WORK TO BE COMPLETED → Reproduce exactly the lines from the line containing "locate road -- one point per instance" through the end of the records below, including both ends, and nothing else.

━━━━━━━━━━━━━━━━━━━━━━━━━━━━━━

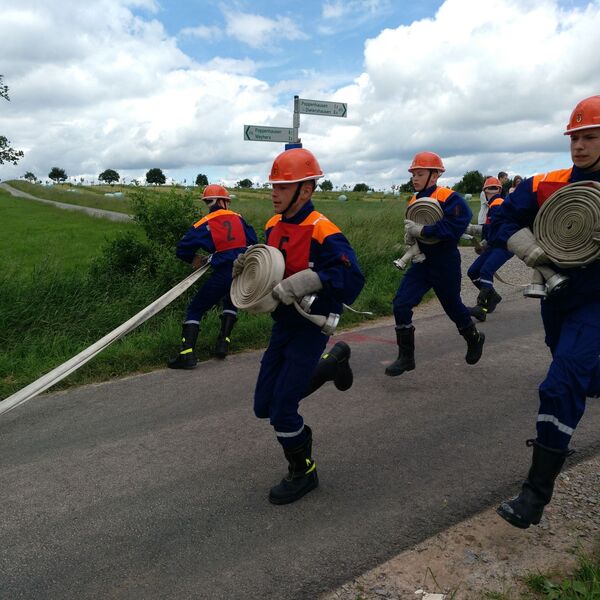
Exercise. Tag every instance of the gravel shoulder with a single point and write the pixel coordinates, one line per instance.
(485, 554)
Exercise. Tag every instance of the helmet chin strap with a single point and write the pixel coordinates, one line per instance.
(594, 164)
(294, 198)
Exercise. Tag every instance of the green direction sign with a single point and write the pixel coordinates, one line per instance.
(320, 107)
(262, 133)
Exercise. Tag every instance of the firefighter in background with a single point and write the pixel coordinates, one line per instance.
(440, 270)
(493, 256)
(318, 258)
(223, 234)
(571, 321)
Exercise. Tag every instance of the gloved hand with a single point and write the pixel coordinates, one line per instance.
(481, 247)
(412, 228)
(524, 245)
(199, 261)
(296, 286)
(238, 264)
(474, 230)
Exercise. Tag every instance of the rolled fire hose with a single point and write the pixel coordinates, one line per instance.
(567, 228)
(62, 371)
(424, 211)
(264, 267)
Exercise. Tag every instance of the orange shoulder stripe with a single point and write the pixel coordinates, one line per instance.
(217, 213)
(273, 221)
(442, 194)
(323, 227)
(560, 176)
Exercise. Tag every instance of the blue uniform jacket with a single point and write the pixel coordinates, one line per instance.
(329, 255)
(200, 237)
(519, 210)
(489, 230)
(457, 215)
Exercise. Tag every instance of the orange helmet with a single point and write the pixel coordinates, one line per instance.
(427, 160)
(492, 182)
(295, 165)
(586, 115)
(214, 192)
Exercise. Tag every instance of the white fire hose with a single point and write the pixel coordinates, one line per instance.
(567, 229)
(62, 371)
(424, 211)
(264, 267)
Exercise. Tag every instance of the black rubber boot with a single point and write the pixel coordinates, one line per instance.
(333, 366)
(483, 304)
(406, 352)
(527, 508)
(186, 357)
(494, 300)
(475, 340)
(302, 474)
(222, 346)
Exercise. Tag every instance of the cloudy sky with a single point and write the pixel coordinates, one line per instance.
(136, 84)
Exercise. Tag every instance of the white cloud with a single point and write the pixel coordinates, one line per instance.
(342, 15)
(488, 84)
(261, 32)
(204, 32)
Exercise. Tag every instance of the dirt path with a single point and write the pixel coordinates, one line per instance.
(485, 554)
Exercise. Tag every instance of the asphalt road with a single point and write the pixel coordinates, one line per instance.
(155, 486)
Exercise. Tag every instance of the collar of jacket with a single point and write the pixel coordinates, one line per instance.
(427, 193)
(300, 215)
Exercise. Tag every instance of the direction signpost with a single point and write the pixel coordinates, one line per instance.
(263, 133)
(289, 135)
(320, 107)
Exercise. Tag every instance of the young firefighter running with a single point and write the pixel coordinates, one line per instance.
(224, 234)
(440, 270)
(493, 255)
(318, 258)
(571, 319)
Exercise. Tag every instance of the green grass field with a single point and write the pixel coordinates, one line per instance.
(51, 308)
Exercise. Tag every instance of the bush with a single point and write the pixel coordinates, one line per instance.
(164, 218)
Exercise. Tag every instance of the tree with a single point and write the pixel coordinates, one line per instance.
(109, 176)
(244, 183)
(7, 154)
(471, 183)
(156, 176)
(57, 175)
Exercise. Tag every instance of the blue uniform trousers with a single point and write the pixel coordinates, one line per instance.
(573, 337)
(215, 289)
(482, 271)
(442, 273)
(285, 372)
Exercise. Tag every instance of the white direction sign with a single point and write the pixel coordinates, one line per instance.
(263, 133)
(320, 107)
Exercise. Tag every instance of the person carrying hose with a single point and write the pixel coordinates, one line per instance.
(493, 254)
(224, 234)
(571, 316)
(440, 270)
(318, 258)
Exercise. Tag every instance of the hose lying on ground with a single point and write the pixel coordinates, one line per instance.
(424, 211)
(264, 268)
(62, 371)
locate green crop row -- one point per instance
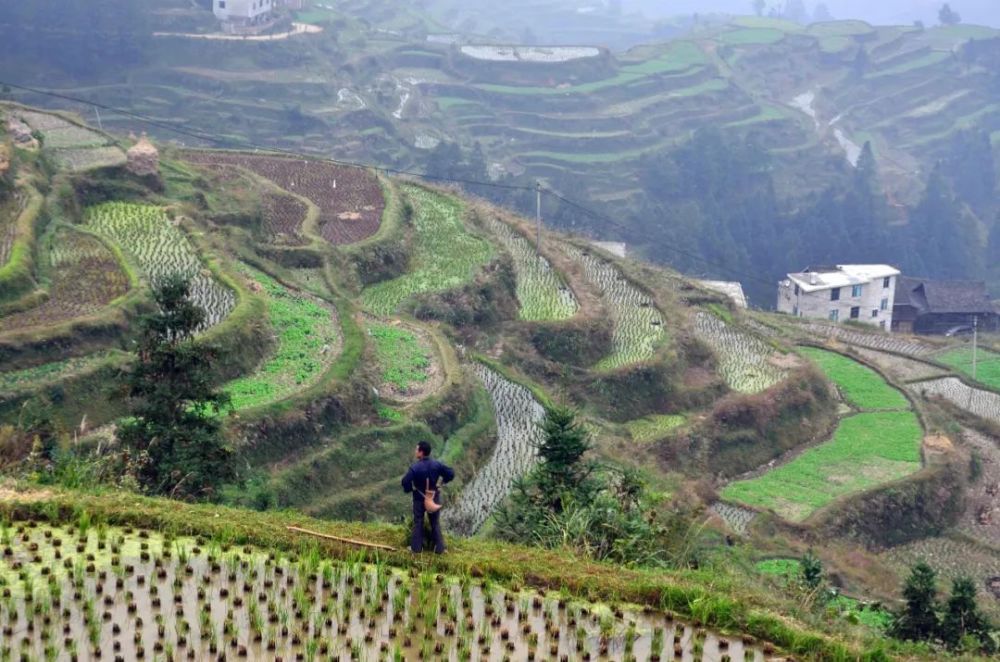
(401, 359)
(540, 291)
(867, 450)
(444, 254)
(862, 387)
(308, 341)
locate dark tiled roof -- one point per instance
(944, 296)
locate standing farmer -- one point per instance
(424, 475)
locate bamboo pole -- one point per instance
(348, 541)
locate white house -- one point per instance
(237, 15)
(860, 292)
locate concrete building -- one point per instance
(239, 16)
(858, 292)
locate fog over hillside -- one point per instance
(986, 12)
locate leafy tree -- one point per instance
(962, 617)
(918, 620)
(948, 16)
(174, 437)
(812, 570)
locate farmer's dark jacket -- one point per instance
(423, 470)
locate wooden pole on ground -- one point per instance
(348, 541)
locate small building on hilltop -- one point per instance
(939, 306)
(858, 292)
(244, 16)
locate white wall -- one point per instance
(817, 305)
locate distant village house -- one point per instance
(862, 293)
(942, 306)
(244, 16)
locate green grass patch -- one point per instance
(752, 37)
(861, 386)
(401, 359)
(926, 60)
(652, 428)
(307, 344)
(987, 364)
(444, 254)
(867, 450)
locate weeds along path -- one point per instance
(85, 277)
(877, 443)
(160, 249)
(308, 337)
(639, 326)
(444, 255)
(542, 293)
(746, 363)
(350, 200)
(517, 415)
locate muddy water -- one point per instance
(157, 599)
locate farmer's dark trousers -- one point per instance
(417, 542)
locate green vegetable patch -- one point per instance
(867, 450)
(307, 343)
(862, 387)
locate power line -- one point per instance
(222, 142)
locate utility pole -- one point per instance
(538, 218)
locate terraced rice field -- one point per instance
(444, 255)
(74, 147)
(987, 364)
(517, 416)
(979, 402)
(652, 428)
(85, 277)
(866, 450)
(160, 249)
(861, 387)
(19, 381)
(639, 326)
(349, 199)
(542, 293)
(877, 446)
(141, 595)
(953, 558)
(405, 360)
(308, 341)
(881, 341)
(746, 363)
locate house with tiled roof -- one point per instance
(860, 293)
(937, 306)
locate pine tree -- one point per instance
(918, 620)
(962, 617)
(562, 471)
(174, 435)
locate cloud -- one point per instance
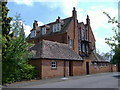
(25, 2)
(40, 23)
(27, 29)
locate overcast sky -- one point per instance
(46, 11)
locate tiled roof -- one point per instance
(54, 50)
(64, 28)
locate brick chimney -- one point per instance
(35, 24)
(58, 19)
(88, 20)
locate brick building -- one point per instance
(66, 47)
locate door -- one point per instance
(70, 68)
(87, 67)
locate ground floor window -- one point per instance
(53, 64)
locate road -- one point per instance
(104, 80)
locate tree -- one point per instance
(17, 26)
(114, 42)
(15, 53)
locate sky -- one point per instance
(46, 11)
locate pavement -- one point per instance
(99, 80)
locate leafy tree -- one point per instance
(15, 53)
(17, 26)
(114, 42)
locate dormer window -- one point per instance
(43, 30)
(57, 27)
(33, 34)
(82, 34)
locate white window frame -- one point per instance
(53, 64)
(83, 47)
(70, 43)
(43, 30)
(33, 33)
(79, 46)
(57, 27)
(87, 48)
(82, 34)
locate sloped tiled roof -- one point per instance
(54, 50)
(50, 32)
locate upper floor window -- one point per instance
(79, 46)
(82, 34)
(70, 42)
(33, 33)
(87, 48)
(53, 64)
(43, 30)
(57, 27)
(83, 47)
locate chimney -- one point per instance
(35, 24)
(58, 19)
(88, 20)
(74, 13)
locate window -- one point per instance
(79, 46)
(70, 42)
(43, 30)
(82, 34)
(33, 33)
(83, 47)
(56, 27)
(53, 64)
(87, 48)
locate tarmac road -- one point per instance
(104, 80)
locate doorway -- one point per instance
(87, 67)
(70, 68)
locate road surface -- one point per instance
(104, 80)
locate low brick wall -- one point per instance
(77, 68)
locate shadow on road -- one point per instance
(117, 76)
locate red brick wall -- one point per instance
(73, 34)
(61, 38)
(38, 65)
(48, 72)
(78, 68)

━━━━━━━━━━━━━━━━━━━━━━━━━━━━━━

EXERCISE SOLUTION →
locate road -- one point per instance
(104, 80)
locate tree -- one point per instance
(17, 26)
(114, 42)
(15, 53)
locate sky -- one point per instance
(46, 11)
locate pavement -- one point per instance
(99, 80)
locate leafy tree -- one point per instance
(15, 53)
(17, 26)
(114, 42)
locate dormer window -- one point per instance
(43, 30)
(57, 27)
(33, 34)
(82, 34)
locate white window frame -- one point per instance
(53, 64)
(83, 47)
(70, 43)
(43, 30)
(33, 33)
(79, 46)
(57, 27)
(87, 48)
(82, 34)
locate sloped tiled roof -- one point per instance
(54, 50)
(50, 32)
locate upper floor window -- one point per instance
(79, 46)
(82, 34)
(70, 42)
(33, 33)
(87, 48)
(53, 64)
(43, 30)
(57, 27)
(83, 47)
locate chimney -- one point per instance
(35, 24)
(58, 19)
(88, 20)
(74, 13)
locate window -- one point per instance
(79, 46)
(70, 42)
(43, 30)
(82, 34)
(33, 33)
(83, 47)
(56, 27)
(53, 64)
(87, 48)
locate tarmac road -- one point per instance
(104, 80)
locate doorway -- one point per instance
(87, 67)
(70, 68)
locate road surface -- one point per instance
(104, 80)
locate low brick wall -- one point per instance
(77, 68)
locate shadow on road -- one point per instance
(117, 76)
locate red brick wall -- one point per instance
(73, 34)
(61, 38)
(38, 65)
(48, 72)
(78, 68)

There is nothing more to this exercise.